**Prompt:**
Beginning at the first line of the material, output each line exactly until you reach and include the line containing "Mark one point on every instance of the faucet". Leave every picture out.
[Start of section]
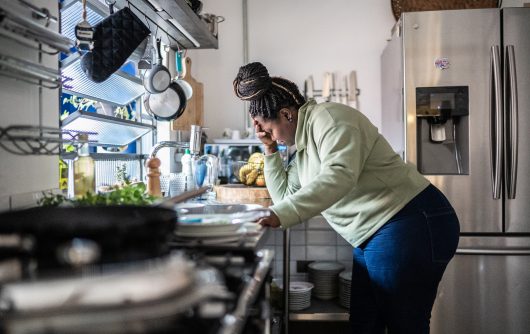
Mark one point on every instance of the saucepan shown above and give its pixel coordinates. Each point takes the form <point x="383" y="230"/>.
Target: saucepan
<point x="168" y="105"/>
<point x="157" y="79"/>
<point x="70" y="238"/>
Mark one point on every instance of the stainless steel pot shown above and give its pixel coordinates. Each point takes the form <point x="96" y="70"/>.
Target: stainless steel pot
<point x="212" y="21"/>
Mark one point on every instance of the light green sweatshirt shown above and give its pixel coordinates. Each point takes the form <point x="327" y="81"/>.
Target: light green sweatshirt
<point x="343" y="169"/>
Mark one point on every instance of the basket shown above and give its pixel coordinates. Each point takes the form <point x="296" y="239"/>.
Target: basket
<point x="401" y="6"/>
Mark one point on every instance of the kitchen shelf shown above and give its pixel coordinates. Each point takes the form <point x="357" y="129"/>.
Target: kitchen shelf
<point x="176" y="22"/>
<point x="37" y="140"/>
<point x="107" y="156"/>
<point x="111" y="131"/>
<point x="119" y="89"/>
<point x="172" y="20"/>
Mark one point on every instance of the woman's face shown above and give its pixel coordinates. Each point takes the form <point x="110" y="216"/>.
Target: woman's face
<point x="281" y="129"/>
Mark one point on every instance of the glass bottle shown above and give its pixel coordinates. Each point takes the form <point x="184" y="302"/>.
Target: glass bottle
<point x="84" y="169"/>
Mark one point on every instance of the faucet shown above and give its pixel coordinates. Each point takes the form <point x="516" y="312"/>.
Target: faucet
<point x="163" y="144"/>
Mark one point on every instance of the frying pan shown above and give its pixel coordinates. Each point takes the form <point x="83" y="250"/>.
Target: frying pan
<point x="114" y="233"/>
<point x="168" y="105"/>
<point x="157" y="79"/>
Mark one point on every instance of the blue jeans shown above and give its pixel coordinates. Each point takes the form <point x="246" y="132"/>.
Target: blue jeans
<point x="396" y="272"/>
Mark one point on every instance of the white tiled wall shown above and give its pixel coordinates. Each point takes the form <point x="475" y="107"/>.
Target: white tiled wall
<point x="313" y="240"/>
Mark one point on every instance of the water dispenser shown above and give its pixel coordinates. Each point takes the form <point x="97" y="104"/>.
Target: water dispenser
<point x="442" y="123"/>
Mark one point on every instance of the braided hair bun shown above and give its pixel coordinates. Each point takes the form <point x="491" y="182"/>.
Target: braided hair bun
<point x="267" y="95"/>
<point x="252" y="82"/>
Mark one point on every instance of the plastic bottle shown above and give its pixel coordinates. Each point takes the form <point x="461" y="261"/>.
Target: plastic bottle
<point x="187" y="170"/>
<point x="84" y="170"/>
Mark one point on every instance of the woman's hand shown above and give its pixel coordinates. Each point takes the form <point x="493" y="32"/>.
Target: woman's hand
<point x="265" y="138"/>
<point x="270" y="221"/>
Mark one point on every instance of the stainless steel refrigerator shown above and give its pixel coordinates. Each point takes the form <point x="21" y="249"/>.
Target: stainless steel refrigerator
<point x="456" y="102"/>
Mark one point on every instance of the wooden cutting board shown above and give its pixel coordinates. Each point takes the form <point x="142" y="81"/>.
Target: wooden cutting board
<point x="194" y="112"/>
<point x="241" y="194"/>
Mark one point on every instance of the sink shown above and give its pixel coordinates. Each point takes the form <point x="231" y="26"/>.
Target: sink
<point x="197" y="208"/>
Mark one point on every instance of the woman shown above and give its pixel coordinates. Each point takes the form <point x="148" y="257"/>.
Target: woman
<point x="403" y="229"/>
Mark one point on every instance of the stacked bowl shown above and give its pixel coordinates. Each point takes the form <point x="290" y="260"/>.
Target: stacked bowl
<point x="345" y="288"/>
<point x="323" y="275"/>
<point x="299" y="295"/>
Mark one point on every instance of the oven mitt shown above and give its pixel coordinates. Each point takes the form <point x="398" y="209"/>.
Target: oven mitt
<point x="115" y="39"/>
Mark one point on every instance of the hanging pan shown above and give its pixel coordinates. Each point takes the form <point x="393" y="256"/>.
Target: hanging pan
<point x="157" y="78"/>
<point x="168" y="105"/>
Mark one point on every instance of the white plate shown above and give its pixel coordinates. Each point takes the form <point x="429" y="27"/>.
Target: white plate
<point x="207" y="234"/>
<point x="211" y="241"/>
<point x="326" y="266"/>
<point x="345" y="275"/>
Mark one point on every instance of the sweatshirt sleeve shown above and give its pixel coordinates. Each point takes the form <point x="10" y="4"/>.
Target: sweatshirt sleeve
<point x="281" y="182"/>
<point x="342" y="150"/>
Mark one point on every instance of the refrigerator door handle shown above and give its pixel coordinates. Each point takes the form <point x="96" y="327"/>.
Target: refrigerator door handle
<point x="493" y="251"/>
<point x="496" y="121"/>
<point x="511" y="115"/>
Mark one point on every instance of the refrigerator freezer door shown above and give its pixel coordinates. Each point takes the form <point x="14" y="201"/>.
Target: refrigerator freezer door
<point x="485" y="289"/>
<point x="516" y="25"/>
<point x="461" y="40"/>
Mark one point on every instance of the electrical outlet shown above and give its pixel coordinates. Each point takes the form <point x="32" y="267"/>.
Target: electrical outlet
<point x="301" y="266"/>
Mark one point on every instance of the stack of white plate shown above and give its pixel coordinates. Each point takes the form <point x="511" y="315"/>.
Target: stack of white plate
<point x="345" y="288"/>
<point x="299" y="295"/>
<point x="323" y="275"/>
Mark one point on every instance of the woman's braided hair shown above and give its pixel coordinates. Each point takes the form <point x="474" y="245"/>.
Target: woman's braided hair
<point x="267" y="95"/>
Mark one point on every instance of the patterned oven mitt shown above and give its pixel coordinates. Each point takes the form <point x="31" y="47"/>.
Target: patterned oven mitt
<point x="115" y="39"/>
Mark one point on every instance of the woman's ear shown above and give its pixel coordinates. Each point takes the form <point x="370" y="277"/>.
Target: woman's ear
<point x="285" y="112"/>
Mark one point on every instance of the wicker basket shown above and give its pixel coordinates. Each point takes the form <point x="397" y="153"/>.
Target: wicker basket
<point x="400" y="6"/>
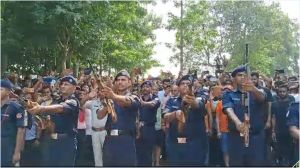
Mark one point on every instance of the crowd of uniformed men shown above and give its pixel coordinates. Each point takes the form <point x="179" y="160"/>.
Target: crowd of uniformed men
<point x="188" y="121"/>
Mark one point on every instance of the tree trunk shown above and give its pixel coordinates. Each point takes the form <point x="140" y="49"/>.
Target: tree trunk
<point x="4" y="64"/>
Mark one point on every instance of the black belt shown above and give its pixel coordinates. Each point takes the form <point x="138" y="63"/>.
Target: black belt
<point x="57" y="136"/>
<point x="149" y="124"/>
<point x="98" y="129"/>
<point x="117" y="132"/>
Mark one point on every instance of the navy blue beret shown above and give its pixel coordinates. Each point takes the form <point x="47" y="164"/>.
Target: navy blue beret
<point x="69" y="79"/>
<point x="123" y="73"/>
<point x="238" y="69"/>
<point x="185" y="77"/>
<point x="6" y="84"/>
<point x="147" y="82"/>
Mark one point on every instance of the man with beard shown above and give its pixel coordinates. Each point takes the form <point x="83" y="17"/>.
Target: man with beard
<point x="147" y="118"/>
<point x="119" y="145"/>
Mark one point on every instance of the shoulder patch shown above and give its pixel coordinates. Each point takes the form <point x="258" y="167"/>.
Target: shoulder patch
<point x="19" y="115"/>
<point x="71" y="102"/>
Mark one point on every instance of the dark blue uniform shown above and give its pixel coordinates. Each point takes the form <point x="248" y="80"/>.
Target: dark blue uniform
<point x="293" y="120"/>
<point x="238" y="153"/>
<point x="13" y="116"/>
<point x="193" y="151"/>
<point x="145" y="143"/>
<point x="284" y="141"/>
<point x="119" y="145"/>
<point x="61" y="147"/>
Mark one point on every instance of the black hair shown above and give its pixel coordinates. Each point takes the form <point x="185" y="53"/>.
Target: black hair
<point x="255" y="74"/>
<point x="166" y="80"/>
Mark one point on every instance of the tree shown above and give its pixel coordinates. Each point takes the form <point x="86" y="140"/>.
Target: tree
<point x="113" y="35"/>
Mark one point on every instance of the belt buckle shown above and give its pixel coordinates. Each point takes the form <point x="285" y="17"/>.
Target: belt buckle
<point x="54" y="135"/>
<point x="114" y="132"/>
<point x="181" y="140"/>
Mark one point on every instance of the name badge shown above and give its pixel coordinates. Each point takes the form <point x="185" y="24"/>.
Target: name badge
<point x="114" y="132"/>
<point x="181" y="140"/>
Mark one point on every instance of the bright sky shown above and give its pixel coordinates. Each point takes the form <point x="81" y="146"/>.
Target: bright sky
<point x="163" y="53"/>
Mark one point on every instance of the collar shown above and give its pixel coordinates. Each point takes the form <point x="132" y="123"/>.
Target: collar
<point x="150" y="95"/>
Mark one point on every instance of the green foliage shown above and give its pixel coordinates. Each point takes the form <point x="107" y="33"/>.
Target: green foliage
<point x="38" y="36"/>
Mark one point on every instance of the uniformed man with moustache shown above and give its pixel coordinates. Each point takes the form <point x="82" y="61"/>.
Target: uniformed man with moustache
<point x="147" y="118"/>
<point x="239" y="154"/>
<point x="119" y="146"/>
<point x="187" y="147"/>
<point x="62" y="146"/>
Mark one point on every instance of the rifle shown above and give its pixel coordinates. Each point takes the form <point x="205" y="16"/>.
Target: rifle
<point x="106" y="102"/>
<point x="186" y="107"/>
<point x="136" y="73"/>
<point x="246" y="103"/>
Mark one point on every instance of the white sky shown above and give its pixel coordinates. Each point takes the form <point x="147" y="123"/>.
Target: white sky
<point x="163" y="53"/>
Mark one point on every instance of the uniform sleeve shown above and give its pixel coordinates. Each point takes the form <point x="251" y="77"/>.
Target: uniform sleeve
<point x="157" y="102"/>
<point x="219" y="108"/>
<point x="269" y="96"/>
<point x="135" y="102"/>
<point x="292" y="117"/>
<point x="273" y="108"/>
<point x="20" y="115"/>
<point x="227" y="101"/>
<point x="202" y="107"/>
<point x="70" y="105"/>
<point x="168" y="107"/>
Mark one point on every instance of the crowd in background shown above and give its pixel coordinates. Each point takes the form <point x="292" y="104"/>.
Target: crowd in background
<point x="282" y="91"/>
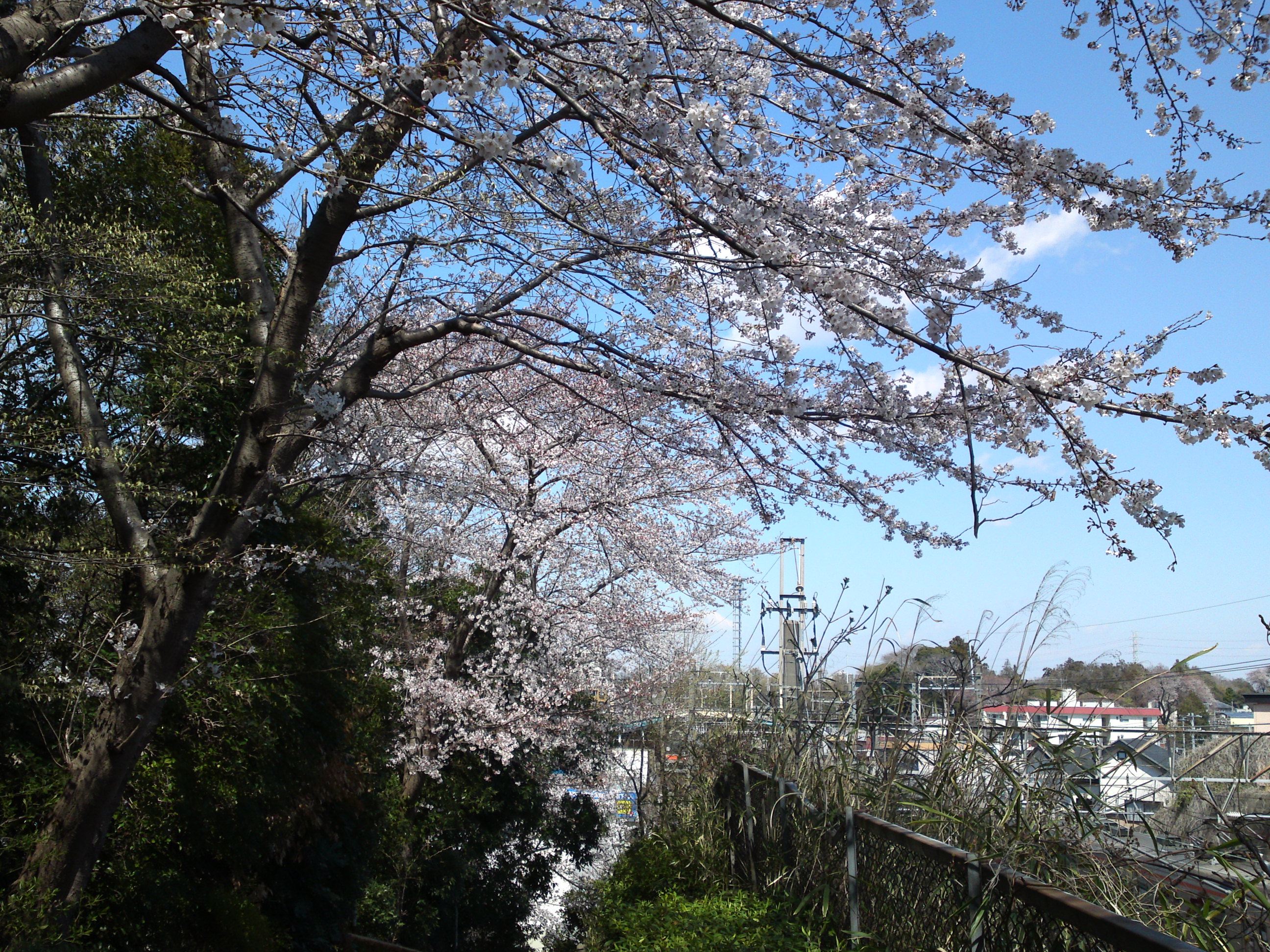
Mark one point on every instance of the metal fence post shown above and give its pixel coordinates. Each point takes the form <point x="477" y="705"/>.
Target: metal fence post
<point x="853" y="869"/>
<point x="750" y="827"/>
<point x="975" y="901"/>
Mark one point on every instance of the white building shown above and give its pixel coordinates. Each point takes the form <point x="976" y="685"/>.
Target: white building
<point x="1133" y="777"/>
<point x="1104" y="723"/>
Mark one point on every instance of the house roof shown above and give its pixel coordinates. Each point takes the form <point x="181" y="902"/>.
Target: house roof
<point x="1076" y="711"/>
<point x="1142" y="749"/>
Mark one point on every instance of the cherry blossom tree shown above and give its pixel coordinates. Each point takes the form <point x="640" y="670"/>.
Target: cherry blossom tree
<point x="732" y="224"/>
<point x="581" y="527"/>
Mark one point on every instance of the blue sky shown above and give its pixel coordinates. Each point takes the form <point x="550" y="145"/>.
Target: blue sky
<point x="1110" y="281"/>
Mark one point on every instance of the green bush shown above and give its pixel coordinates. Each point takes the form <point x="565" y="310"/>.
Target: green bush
<point x="666" y="895"/>
<point x="731" y="921"/>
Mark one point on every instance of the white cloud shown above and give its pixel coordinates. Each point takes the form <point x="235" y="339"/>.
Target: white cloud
<point x="929" y="381"/>
<point x="1054" y="235"/>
[End of section]
**Output for this task:**
Mark one point on every instance of the saucepan shown above and give its pixel coordinates. Each point takes the form <point x="383" y="230"/>.
Target: saucepan
<point x="168" y="105"/>
<point x="157" y="79"/>
<point x="70" y="238"/>
Mark one point on every instance of the stainless steel pot shown above and give its pixel coordinates. Each point takes the form <point x="96" y="70"/>.
Target: stainless steel pot
<point x="212" y="21"/>
Mark one point on every instance of the light green sweatshirt shown above and give its pixel coordinates. Each point takes the form <point x="327" y="81"/>.
Target: light green sweatshirt
<point x="343" y="169"/>
Mark one point on every instance of the basket shown above and give its pixel coordinates. Each point takes the form <point x="296" y="239"/>.
Target: basket
<point x="401" y="6"/>
Mark one point on every instance of the kitchen shelf shown above and give its pixel coordinates. Each point takes the form <point x="357" y="129"/>.
Target: kitchen shelf
<point x="176" y="22"/>
<point x="37" y="140"/>
<point x="107" y="156"/>
<point x="111" y="131"/>
<point x="119" y="89"/>
<point x="172" y="20"/>
Mark one point on every instance of the woman's face shown above and give its pixel coordinates. Each point takes the form <point x="110" y="216"/>.
Target: woman's face
<point x="281" y="129"/>
Mark one point on every instance of the glass bottle shown above and give its pixel coordinates. Each point takes the form <point x="184" y="302"/>.
Target: glass bottle
<point x="84" y="169"/>
Mark one point on every instance of the faucet shown above and give its pixel coordinates. Each point takes the form <point x="516" y="312"/>.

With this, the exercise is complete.